Sí conversó con la autora el antiguo jefe del Mosad israelí y ya nonagenario Rafi Eitan, del equipo que cazó a Adolf Eichmann en Argentina y lo llevó a Jerusalen para juzgarlo. En los sesenta, una pista llevó al espionaje israelí hasta São Paulo. “Rafi Eitan me contó que se encontró con Mengele cara a cara. Pero no pudieron atraparlo inmediatamente, tenían que preparar bien la operación y ejecutarla”. Entre medias, Israel se vio inmerso en una crisis con Egipto y la caza de los nazis dejó de ser prioridad para el Mosad.
A punto estuvo también de descubrirlo por casualidad la polaca Cyrla Gewertz, víctima de los experimentos del ángel de la muerte en Auschwitz: 15 minutos en una bañera de agua hirviendo, 15 minutos en una de agua helada y así sucesivamente durante todo el día. Cuando al principio se quejó de que ardía, el nazi le espetó: “Mete la cabeza dentro, si no te mato”. Otra de las cobayas humanas murió a su lado.
Muchos años después, ya casada con otro superviviente del Holocausto e instalada en São Paulo, disfrutaba de un respiro en la piscina de un hotel en la cercana ciudad de Serra Negra, donde en aquel momento vivía escondido el nazi, cuando alguien se le acercó y le dijo: “¿Sabes quién está viviendo en la ciudad? ¡Mengele!”. Gewertz se quedó petrificada. “Simplemente empacó sus cosas y se fue de allí”, cuenta la periodista. “No llamó a la policía ni quiso saber más. Estaba muy traumatizada. Cuando la entrevisté [en 2017], tenía problemas para dormir, lloraba con facilidad”.

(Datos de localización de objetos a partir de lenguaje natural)
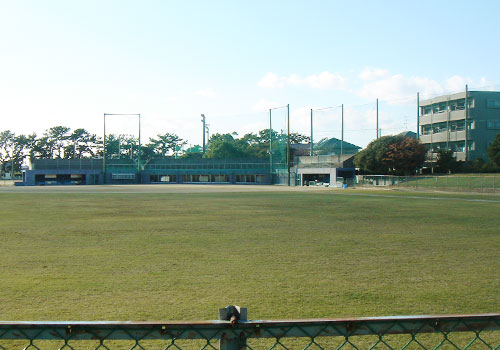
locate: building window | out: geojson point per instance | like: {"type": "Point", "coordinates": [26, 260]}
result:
{"type": "Point", "coordinates": [493, 124]}
{"type": "Point", "coordinates": [493, 103]}
{"type": "Point", "coordinates": [426, 130]}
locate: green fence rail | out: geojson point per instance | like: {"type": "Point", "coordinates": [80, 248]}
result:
{"type": "Point", "coordinates": [481, 331]}
{"type": "Point", "coordinates": [470, 183]}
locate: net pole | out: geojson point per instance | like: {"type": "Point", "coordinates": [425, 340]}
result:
{"type": "Point", "coordinates": [342, 140]}
{"type": "Point", "coordinates": [270, 143]}
{"type": "Point", "coordinates": [288, 140]}
{"type": "Point", "coordinates": [104, 152]}
{"type": "Point", "coordinates": [418, 115]}
{"type": "Point", "coordinates": [139, 151]}
{"type": "Point", "coordinates": [312, 142]}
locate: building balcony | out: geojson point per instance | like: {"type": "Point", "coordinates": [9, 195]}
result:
{"type": "Point", "coordinates": [457, 114]}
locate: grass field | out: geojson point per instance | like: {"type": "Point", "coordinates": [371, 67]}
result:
{"type": "Point", "coordinates": [284, 254]}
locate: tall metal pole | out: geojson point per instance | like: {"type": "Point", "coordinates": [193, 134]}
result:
{"type": "Point", "coordinates": [342, 141]}
{"type": "Point", "coordinates": [204, 130]}
{"type": "Point", "coordinates": [270, 143]}
{"type": "Point", "coordinates": [312, 142]}
{"type": "Point", "coordinates": [466, 123]}
{"type": "Point", "coordinates": [139, 151]}
{"type": "Point", "coordinates": [104, 152]}
{"type": "Point", "coordinates": [418, 116]}
{"type": "Point", "coordinates": [288, 140]}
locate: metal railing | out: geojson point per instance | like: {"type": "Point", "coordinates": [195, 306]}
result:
{"type": "Point", "coordinates": [455, 183]}
{"type": "Point", "coordinates": [233, 331]}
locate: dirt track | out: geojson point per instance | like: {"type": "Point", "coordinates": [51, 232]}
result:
{"type": "Point", "coordinates": [153, 189]}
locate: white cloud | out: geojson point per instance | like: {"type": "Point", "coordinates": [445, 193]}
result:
{"type": "Point", "coordinates": [323, 80]}
{"type": "Point", "coordinates": [210, 93]}
{"type": "Point", "coordinates": [371, 74]}
{"type": "Point", "coordinates": [272, 81]}
{"type": "Point", "coordinates": [457, 83]}
{"type": "Point", "coordinates": [398, 87]}
{"type": "Point", "coordinates": [264, 105]}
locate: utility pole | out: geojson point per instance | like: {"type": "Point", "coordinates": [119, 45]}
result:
{"type": "Point", "coordinates": [312, 143]}
{"type": "Point", "coordinates": [204, 130]}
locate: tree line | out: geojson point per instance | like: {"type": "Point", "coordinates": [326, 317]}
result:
{"type": "Point", "coordinates": [399, 155]}
{"type": "Point", "coordinates": [60, 142]}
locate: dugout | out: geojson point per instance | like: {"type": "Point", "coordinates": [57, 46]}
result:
{"type": "Point", "coordinates": [206, 171]}
{"type": "Point", "coordinates": [326, 169]}
{"type": "Point", "coordinates": [45, 172]}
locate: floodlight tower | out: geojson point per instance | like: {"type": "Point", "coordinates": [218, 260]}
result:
{"type": "Point", "coordinates": [204, 130]}
{"type": "Point", "coordinates": [104, 143]}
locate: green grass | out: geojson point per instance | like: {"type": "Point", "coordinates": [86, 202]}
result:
{"type": "Point", "coordinates": [282, 255]}
{"type": "Point", "coordinates": [489, 183]}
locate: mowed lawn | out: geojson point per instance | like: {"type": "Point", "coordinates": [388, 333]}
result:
{"type": "Point", "coordinates": [171, 256]}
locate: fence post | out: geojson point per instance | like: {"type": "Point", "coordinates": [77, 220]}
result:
{"type": "Point", "coordinates": [232, 339]}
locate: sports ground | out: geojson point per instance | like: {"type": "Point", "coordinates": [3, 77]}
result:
{"type": "Point", "coordinates": [179, 252]}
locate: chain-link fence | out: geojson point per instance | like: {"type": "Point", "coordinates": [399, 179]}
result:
{"type": "Point", "coordinates": [471, 183]}
{"type": "Point", "coordinates": [402, 332]}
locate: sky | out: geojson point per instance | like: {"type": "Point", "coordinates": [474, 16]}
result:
{"type": "Point", "coordinates": [69, 62]}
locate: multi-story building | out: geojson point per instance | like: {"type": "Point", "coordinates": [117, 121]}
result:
{"type": "Point", "coordinates": [465, 122]}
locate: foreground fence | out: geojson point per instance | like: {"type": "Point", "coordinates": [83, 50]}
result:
{"type": "Point", "coordinates": [235, 332]}
{"type": "Point", "coordinates": [470, 183]}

▶ _Tareas para resolver_:
- A) Responde según el texto sobre la caza de Mengele:
(i) ¿Con qué país entró Israel en una crisis que apartó al Mosad de la caza de nazis?
(ii) ¿Cuántos minutos pasaba Cyrla Gewertz en cada bañera durante los experimentos?
(iii) ¿En qué ciudad vivía escondido el nazi cuando Gewertz estaba en la piscina del hotel?
- B) Escribe una continuación del texto sobre la caza de Mengele a partir de su última oración.
Los ítems no hacen falta para resolver nada.

▶ _Tus respuestas escritas_:
- A)
(i) Con Egipto.
(ii) 15 minutos.
(iii) En Serra Negra.

- B)
Juicio simbólico en los 80
Fueron las víctimas —los gemelos a los que Mengele usó como cobayas humanas, liderados por Eva Mozes Kor— las que en 1985, aprovechando el 40 aniversario de la liberación del campo de exterminio de Auschwitz, lograron poner de actualidad los crueles crímenes de Mengele. Organizaron un juicio simbólico en Jerusalén en el que decenas de gemelos contaron las atrocidades, testimonios transmitidos por televisión en medio planeta, incluido Brasil, que llevaron a Alemania Occidental, Israel y Estados Unidos a emprender conjuntamente la búsqueda.
La pista crucial la dio un alemán que le contó a la policía su encuentro con un tipo que, borracho, alardeó de que enviaba dinero al ángel de la muerte a Sudamérica. En efecto, era el correo de la familia Mengele. Los investigadores tiraron del hilo, supieron que el nazi más buscado del mundo había muerto ahogado seis años antes en Brasil. Y descubrieron el papel de los Stammer y de los Bossert, que fueron interrogados.
La profesora Liselotte fue conminada a dejar la escuela. Mientras, Brasil y el resto del mundo asistían al espectáculo de la exhumación del cadáver y a las múltiples pruebas para confirmar la identidad del nazi. Las víctimas de Mengele pudieron respirar algo más tranquilas, pero como la documentación de los experimentos a los que sobrevivieron nunca ha sido localizada, jamás pudieron dar pistas a los médicos sobre cómo tratar los males de salud que arrastraron.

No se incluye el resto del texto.